Short task
Copy the records verbatim, starting at the line that contains "Grounding query — element: patch of weeds" and continuing through the end of the records. Omit the pictures from your copy.

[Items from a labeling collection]
■ ■ ■ ■ ■
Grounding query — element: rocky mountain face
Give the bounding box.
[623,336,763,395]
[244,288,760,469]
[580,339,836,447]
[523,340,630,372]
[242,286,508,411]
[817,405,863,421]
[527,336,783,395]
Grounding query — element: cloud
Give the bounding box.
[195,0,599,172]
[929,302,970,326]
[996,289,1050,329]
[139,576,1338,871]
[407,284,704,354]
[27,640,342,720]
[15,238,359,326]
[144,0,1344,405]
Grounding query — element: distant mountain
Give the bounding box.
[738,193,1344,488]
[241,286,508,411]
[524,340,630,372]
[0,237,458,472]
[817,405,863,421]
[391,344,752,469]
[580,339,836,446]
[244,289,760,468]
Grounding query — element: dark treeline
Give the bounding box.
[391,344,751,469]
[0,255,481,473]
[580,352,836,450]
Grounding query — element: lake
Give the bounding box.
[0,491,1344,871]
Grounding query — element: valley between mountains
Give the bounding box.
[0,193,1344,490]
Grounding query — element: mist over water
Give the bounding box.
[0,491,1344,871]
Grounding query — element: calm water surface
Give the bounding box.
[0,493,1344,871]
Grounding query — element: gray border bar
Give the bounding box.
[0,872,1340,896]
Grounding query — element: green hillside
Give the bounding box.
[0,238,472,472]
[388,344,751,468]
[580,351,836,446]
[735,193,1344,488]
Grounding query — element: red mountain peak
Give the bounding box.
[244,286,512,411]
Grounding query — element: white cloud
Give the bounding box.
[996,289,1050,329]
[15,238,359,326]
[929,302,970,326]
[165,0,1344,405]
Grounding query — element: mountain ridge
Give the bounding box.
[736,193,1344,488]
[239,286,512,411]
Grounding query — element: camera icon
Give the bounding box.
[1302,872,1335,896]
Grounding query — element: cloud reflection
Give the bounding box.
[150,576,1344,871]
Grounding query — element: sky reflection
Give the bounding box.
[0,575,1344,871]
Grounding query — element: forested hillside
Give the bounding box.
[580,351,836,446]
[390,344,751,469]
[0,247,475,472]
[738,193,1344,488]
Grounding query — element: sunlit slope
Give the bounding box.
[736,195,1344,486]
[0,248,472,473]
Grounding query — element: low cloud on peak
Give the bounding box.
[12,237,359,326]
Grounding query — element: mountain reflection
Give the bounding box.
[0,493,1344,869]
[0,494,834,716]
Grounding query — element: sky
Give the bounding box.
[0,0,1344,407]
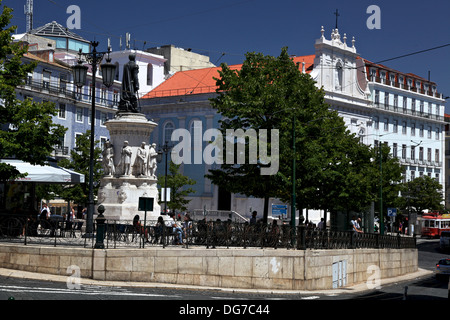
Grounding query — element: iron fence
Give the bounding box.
[0,216,416,250]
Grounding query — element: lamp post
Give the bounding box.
[156,141,172,214]
[72,41,116,237]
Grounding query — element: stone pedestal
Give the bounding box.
[98,113,161,221]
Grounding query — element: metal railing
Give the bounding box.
[0,216,416,250]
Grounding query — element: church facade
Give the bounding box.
[141,28,445,223]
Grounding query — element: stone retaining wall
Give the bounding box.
[0,244,418,290]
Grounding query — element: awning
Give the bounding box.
[0,159,84,183]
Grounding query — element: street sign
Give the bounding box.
[388,208,397,217]
[138,197,154,211]
[160,188,170,202]
[272,204,287,216]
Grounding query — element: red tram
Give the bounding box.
[422,212,450,238]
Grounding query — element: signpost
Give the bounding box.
[388,208,397,232]
[138,197,155,248]
[272,204,287,217]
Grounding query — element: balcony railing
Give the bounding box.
[372,102,444,121]
[21,78,119,109]
[370,76,442,99]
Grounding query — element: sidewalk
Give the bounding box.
[0,268,433,295]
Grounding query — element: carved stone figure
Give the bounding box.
[102,140,115,176]
[119,53,139,113]
[147,143,158,179]
[120,141,133,176]
[134,142,147,177]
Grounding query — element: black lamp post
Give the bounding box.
[72,41,116,236]
[156,141,173,214]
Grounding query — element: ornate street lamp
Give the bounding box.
[72,41,116,237]
[156,141,173,214]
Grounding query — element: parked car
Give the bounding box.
[436,258,450,278]
[439,231,450,250]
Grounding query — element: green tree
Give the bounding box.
[158,161,196,212]
[207,48,370,221]
[0,1,66,181]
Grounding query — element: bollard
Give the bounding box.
[94,205,106,249]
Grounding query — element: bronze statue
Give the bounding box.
[119,53,139,113]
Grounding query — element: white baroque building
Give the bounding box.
[141,27,445,228]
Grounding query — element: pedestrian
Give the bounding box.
[39,203,50,220]
[250,211,258,225]
[317,218,324,230]
[183,213,192,243]
[350,216,362,233]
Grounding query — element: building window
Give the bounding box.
[163,122,175,142]
[58,103,66,119]
[147,63,153,86]
[76,107,83,122]
[100,87,106,104]
[100,112,108,126]
[42,71,50,90]
[113,90,119,106]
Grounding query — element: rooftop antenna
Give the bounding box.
[24,0,33,33]
[125,32,131,50]
[334,9,340,29]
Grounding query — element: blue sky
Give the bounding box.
[3,0,450,102]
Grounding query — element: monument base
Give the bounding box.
[97,113,161,222]
[98,177,161,221]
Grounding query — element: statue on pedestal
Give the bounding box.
[147,143,158,179]
[134,142,147,177]
[119,53,139,113]
[119,141,133,176]
[102,140,115,176]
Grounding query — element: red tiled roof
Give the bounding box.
[142,55,315,99]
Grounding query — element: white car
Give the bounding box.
[436,258,450,278]
[439,231,450,250]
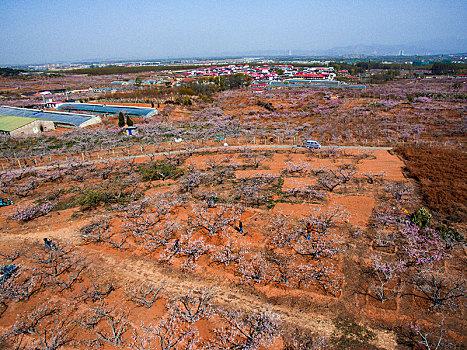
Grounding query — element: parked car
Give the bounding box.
[305,140,321,149]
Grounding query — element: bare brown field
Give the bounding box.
[0,144,465,349]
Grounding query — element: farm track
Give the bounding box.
[0,145,392,174]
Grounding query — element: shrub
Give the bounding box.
[395,146,467,222]
[138,160,184,181]
[11,201,55,222]
[77,184,139,210]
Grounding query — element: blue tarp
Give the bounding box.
[0,106,96,126]
[56,103,157,117]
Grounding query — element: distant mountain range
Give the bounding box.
[317,38,467,56]
[226,38,467,57]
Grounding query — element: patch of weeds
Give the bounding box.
[76,183,141,210]
[53,198,77,211]
[332,319,376,349]
[138,160,184,181]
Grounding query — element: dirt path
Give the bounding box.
[0,145,392,174]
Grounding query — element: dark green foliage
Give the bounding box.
[138,160,184,181]
[437,225,464,246]
[76,184,139,210]
[118,112,125,128]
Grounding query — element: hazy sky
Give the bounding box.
[0,0,467,64]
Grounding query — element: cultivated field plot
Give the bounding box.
[0,147,466,350]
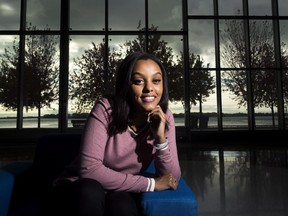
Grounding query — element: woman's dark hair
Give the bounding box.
[108,52,169,135]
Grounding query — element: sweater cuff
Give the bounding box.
[146,178,155,192]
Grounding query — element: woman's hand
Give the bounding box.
[154,174,178,191]
[148,105,166,144]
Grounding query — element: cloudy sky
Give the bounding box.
[0,0,288,117]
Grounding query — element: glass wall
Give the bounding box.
[0,0,288,131]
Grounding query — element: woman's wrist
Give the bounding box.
[153,138,168,150]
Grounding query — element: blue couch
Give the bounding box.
[0,133,197,216]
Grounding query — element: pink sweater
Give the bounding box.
[55,99,181,192]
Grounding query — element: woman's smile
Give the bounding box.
[130,59,163,112]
■ ■ ■ ■ ■
Full output
Grounding query — element: patch of weeds
Give the bounding box.
[76,183,141,210]
[53,198,77,211]
[332,319,376,349]
[138,160,184,181]
Grounding query — element: dirt path
Give the bounding box.
[0,145,392,174]
Grounding query — element: dark green foliage
Give the bounding box.
[138,160,184,181]
[437,225,464,246]
[76,184,139,210]
[118,112,125,128]
Grounding query — element: hazy sky
Give the bounding box.
[0,0,467,64]
Grounding query — element: cultivated field plot
Give the bounding box.
[0,147,466,350]
Grounding query — element: woman's dark hair
Give the bounding box.
[108,52,169,135]
Grounding query — element: sweater cuff
Give the bounding box.
[146,178,155,192]
Grounding query — element: woman's hand
Give the bounding box.
[154,174,178,191]
[148,105,166,144]
Grounding query — element: cloudy sky
Give the bounding box.
[0,0,288,117]
Grounding query — element: glass wall
Give the bounding box.
[0,0,288,131]
Grounding query — element: woman's wrist
Give the bounding box.
[153,138,168,150]
Grounding query — element: blue couch
Give the bounding box.
[0,133,197,216]
Grounding query — element: pink sweater
Give the bounding box.
[55,99,181,192]
Grounding query — element: woman's smile
Give the bounding box.
[130,59,163,112]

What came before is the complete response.